5.3 Thermal Management Strategies

In data centre architecture, temperature of the cold air that reaches to the server inlet gets different from the cold air temperature due to the mixing of the cold air from the floor tiles with the extracted hot air from the back of server. This process is called heat recirculation. Heat recirculation uniformly provides cool air temperature throughout the data centre.

Modern servers use thermal sensors to monitor the internal CPU temperature and inlet cold air temperature. These thermal sensors are placed at front and back of the racks in the data centre. For every server, thermal status can be examined that is also known as the thermal map. These thermal maps provide the information that helps in application task scheduling, VM migration and cooling management. Scheduling process and heat management are the two main strategies in data centre thermal management in order to increase the energy efficiency and minimizing heat recirculation. Strategies for data centre thermal management are shown in Fig. 8.

Fig. 8
figure 8

Strategies for thermal management

5.3.1 Thermal Aware Task Scheduling

Task scheduling is a process that can be statically applied at design time or dynamically at run time [20, 83, 84]. Static scheduling is beneficial for those applications which are not frequently changeable and based on the behavioural prediction of the system [20, 85]. Conversely, dynamic scheduling is based upon the instantaneous status of the system at run time. Moreover, hybrid method has the benefits of both static and dynamic scheduling that make it more effective [84].

Thermal aware task scheduling is a cyber physical approach because it considers the computing as well as the cooling performance [25]. The main goal of this is to create schedules which needs less cooling and makes the system energy-efficient. This approach is known as the thermal-aware job scheduling. Previously, Power-aware techniques were used that concentrate all workload to some active nodes and allowing idle nodes to switch into deactivated state or turn off. Due to which high heat dissipation occurs in small regions that leads to hotspot occurrence. However, thermal aware scheduling techniques do not concentrate workload to few nodes while they consider the minimization of total heat which is generated by active servers. Due to this, chances of hotspot occurrence and cooling load are lowered [86].

Two main criteria of scheduling process are: build scheduling queue, choose optimal processor. The main concept of thermal management is to estimate the thermal effects corresponding to specific task placement and afterwards, selection of placement with best effects is done. The motivation is to decrease the maximum temperature of the compute nodes and minimize the heat imbalance in thermal distribution. Decreasing compute node power also decrease the temperature of nodes therefore reduces cooling cost and relieves the load on cooling infrastructure. These compute nodes temperature and thermal distribution can be calculated by considering ambient temperature [79].

Data centre uses a large amount of electricity for cooling the equipments that is the main reason behind the increase in power usage effectiveness (PUE) which is a metric for grading the data centre energy efficiency. PUE is calculated by dividing the total energy usage with the energy consumed by computing nodes. A data centre with PUE near to 1 signifies that computing energy consumption is high in comparison to cooling energy. However, it is theoretically possible only when zero energy is consumed by cooling systems. For energy efficient data centre, PUE can be decreased by efficient scheduling approaches considering the thermal constraints. In Google data centres, cooling power distribution uses 6% of the total power consumption. Hence, Google data centre have small power usage effectiveness (PUE). Analysis in 2014 shows that an average data centre which is having 1.7 PUE implies that cooling power distribution consumes 40% power consumption in a data centre [87].

• _DIRECTIVE_:
Write out the thermal management text word for word, from "Task scheduling is a process" to "more effective [84].".

(Data extracted from a collection)
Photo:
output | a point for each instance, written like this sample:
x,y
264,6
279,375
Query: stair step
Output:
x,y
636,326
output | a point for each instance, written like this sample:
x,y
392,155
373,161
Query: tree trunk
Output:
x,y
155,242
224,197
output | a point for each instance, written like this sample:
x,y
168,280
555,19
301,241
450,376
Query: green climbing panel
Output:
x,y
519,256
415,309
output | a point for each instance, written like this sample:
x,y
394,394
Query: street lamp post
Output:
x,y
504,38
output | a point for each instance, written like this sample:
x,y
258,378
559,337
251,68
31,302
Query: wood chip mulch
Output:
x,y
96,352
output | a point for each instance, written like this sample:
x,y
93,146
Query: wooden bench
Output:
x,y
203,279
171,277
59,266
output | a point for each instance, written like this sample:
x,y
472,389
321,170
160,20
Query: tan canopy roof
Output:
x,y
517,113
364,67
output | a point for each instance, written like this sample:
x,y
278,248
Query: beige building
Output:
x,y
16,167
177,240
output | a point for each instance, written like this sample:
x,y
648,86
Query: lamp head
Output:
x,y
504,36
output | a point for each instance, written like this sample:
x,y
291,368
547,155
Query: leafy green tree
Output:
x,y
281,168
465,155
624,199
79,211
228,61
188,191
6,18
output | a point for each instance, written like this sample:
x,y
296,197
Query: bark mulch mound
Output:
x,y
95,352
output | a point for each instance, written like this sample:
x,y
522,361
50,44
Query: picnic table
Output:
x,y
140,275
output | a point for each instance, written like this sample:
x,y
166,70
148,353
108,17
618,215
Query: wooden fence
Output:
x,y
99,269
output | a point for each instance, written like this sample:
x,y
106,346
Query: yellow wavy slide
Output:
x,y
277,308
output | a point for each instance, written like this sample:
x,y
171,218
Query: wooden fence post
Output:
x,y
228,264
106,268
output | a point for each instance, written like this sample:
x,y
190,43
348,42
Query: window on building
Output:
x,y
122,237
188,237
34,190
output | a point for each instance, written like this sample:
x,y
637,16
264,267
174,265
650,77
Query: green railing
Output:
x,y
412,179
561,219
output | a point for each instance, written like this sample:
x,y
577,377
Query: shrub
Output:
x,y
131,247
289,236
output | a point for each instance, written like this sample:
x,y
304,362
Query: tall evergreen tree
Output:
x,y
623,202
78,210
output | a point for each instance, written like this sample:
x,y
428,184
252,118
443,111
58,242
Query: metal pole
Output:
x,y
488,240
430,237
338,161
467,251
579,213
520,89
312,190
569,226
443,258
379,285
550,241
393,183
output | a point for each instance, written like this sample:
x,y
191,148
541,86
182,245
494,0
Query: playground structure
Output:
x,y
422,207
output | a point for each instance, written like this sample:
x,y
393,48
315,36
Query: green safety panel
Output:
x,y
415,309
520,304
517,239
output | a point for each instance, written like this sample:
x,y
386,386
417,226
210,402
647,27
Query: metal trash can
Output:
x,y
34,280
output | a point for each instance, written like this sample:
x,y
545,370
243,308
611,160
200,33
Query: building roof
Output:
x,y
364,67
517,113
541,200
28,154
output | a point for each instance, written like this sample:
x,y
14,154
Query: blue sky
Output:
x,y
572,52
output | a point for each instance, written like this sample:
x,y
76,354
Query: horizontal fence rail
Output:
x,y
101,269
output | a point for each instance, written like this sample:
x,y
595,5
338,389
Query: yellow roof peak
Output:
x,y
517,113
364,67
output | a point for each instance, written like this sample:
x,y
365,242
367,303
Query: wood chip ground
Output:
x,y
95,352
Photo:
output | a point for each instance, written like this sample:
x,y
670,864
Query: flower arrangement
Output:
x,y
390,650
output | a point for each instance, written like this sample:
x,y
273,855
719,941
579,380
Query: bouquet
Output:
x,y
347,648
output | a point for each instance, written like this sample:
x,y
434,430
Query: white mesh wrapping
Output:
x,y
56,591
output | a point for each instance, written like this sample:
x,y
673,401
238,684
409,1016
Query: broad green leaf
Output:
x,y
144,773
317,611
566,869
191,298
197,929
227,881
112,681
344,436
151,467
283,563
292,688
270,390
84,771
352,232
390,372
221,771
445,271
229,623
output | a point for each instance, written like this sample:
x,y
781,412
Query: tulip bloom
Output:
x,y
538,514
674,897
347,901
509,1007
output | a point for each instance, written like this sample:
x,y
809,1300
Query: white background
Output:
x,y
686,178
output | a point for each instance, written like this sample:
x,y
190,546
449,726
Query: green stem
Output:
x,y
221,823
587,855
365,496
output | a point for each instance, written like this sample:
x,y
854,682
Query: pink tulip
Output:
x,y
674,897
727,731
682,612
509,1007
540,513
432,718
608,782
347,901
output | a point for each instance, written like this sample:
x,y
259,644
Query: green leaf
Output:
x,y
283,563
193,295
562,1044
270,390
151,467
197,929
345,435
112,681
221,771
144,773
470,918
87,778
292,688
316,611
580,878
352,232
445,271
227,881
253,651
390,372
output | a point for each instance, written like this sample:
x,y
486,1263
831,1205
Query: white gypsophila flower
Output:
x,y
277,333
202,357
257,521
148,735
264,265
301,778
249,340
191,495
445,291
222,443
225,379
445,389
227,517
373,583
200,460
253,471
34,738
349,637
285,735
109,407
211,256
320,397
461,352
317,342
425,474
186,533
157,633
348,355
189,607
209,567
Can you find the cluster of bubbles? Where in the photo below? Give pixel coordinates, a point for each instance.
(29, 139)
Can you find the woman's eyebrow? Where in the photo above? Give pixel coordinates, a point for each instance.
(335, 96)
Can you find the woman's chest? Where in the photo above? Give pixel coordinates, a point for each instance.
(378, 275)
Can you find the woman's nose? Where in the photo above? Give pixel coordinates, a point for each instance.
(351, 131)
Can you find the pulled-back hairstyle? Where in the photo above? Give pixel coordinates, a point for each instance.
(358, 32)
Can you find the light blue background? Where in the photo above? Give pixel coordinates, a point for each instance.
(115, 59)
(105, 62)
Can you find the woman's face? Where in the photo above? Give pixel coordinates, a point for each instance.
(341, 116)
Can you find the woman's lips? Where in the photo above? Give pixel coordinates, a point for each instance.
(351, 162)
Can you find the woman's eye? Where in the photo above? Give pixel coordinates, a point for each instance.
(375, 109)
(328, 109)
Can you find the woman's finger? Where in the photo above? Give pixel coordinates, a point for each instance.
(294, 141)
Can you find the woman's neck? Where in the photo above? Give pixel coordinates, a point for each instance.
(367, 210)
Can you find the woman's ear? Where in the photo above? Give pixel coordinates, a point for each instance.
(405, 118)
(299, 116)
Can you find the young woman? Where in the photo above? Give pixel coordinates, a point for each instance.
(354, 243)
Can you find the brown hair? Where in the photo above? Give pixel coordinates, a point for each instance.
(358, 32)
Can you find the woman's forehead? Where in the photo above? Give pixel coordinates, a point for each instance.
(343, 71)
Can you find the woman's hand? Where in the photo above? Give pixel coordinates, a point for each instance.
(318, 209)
--
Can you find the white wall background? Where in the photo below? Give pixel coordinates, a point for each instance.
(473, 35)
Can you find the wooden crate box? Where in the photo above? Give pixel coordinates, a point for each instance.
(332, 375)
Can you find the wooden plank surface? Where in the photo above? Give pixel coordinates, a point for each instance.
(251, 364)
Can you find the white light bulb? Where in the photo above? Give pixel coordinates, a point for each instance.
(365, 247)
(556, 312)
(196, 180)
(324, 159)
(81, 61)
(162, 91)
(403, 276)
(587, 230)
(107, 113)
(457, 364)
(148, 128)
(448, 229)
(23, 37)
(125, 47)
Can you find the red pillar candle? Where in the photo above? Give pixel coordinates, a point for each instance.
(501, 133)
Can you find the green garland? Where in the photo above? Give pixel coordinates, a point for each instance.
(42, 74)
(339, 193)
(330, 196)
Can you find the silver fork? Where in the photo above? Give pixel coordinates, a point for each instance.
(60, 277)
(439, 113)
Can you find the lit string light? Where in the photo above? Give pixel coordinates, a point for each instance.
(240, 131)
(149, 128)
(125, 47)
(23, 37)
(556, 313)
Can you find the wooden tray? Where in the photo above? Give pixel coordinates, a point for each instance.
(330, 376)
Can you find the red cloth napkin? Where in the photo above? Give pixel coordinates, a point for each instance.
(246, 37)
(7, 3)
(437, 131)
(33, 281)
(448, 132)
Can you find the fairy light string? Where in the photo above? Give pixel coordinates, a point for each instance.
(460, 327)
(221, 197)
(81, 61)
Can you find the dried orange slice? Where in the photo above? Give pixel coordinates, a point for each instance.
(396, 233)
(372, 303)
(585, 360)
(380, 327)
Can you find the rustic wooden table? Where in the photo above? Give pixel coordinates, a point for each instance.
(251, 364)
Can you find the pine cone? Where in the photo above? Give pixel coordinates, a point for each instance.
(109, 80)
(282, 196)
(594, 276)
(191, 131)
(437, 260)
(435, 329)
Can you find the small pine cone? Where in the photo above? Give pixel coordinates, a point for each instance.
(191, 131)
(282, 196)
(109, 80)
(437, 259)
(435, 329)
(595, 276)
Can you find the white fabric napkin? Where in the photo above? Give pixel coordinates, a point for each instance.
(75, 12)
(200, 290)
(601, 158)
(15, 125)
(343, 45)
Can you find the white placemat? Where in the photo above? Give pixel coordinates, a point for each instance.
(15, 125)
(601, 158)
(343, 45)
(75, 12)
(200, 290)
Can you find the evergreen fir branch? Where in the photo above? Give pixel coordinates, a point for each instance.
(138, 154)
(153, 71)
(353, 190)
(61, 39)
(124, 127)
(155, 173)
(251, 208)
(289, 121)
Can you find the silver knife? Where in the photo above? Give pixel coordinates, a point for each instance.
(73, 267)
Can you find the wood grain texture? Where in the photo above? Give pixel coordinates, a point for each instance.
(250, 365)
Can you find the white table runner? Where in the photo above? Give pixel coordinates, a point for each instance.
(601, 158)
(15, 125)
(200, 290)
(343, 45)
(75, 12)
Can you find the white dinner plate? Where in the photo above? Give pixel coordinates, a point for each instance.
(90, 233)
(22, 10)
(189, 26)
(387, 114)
...
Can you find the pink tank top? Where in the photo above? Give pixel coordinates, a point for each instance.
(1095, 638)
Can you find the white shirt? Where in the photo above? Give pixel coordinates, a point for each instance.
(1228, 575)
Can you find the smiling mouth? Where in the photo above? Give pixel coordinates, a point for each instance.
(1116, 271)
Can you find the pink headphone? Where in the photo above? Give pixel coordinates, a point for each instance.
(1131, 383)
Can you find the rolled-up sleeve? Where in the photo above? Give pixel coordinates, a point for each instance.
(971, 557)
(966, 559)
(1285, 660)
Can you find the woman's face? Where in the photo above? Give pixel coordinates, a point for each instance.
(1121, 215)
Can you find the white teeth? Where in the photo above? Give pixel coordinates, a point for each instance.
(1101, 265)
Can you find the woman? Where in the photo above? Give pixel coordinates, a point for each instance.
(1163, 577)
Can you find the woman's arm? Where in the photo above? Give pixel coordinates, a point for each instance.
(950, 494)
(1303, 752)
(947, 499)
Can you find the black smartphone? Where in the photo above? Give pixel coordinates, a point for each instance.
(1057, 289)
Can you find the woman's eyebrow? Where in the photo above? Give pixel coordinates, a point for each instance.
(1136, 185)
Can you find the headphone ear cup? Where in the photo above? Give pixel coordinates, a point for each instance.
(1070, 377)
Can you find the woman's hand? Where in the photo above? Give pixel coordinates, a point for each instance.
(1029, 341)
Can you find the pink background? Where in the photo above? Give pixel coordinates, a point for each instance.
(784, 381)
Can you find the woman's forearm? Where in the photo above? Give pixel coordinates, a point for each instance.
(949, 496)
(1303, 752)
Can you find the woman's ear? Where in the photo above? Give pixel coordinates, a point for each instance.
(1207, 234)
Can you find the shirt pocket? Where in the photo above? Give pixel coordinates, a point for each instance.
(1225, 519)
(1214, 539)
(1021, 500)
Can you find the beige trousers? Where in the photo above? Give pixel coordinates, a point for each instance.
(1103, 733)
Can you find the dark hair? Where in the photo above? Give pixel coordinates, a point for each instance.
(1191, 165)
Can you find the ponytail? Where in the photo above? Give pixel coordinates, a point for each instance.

• _EXERCISE OUTPUT_:
Task scheduling is a process that can be statically applied at design time or dynamically at run time [20, 83, 84]. Static scheduling is beneficial for those applications which are not frequently changeable and based on the behavioural prediction of the system [20, 85]. Conversely, dynamic scheduling is based upon the instantaneous status of the system at run time. Moreover, hybrid method has the benefits of both static and dynamic scheduling that make it more effective [84].